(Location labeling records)
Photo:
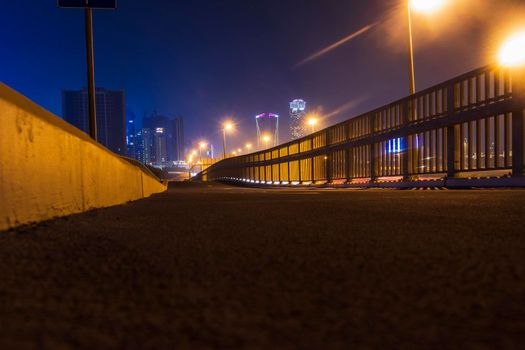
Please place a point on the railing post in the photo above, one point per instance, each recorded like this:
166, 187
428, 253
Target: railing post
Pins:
451, 136
518, 92
517, 143
348, 165
372, 149
405, 109
329, 158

> **Short task**
Rewrite the lines above with "railing post" changed to "fence post" wherever it appears, keeping everything else the same. Leave the pictures out of your version.

> **Worked answer**
Photo:
Please place a point on the fence post in the photo above, one point per instance, each recorded like this:
166, 187
428, 253
Target: fence post
Pins:
451, 136
518, 92
517, 143
348, 165
372, 149
405, 109
329, 158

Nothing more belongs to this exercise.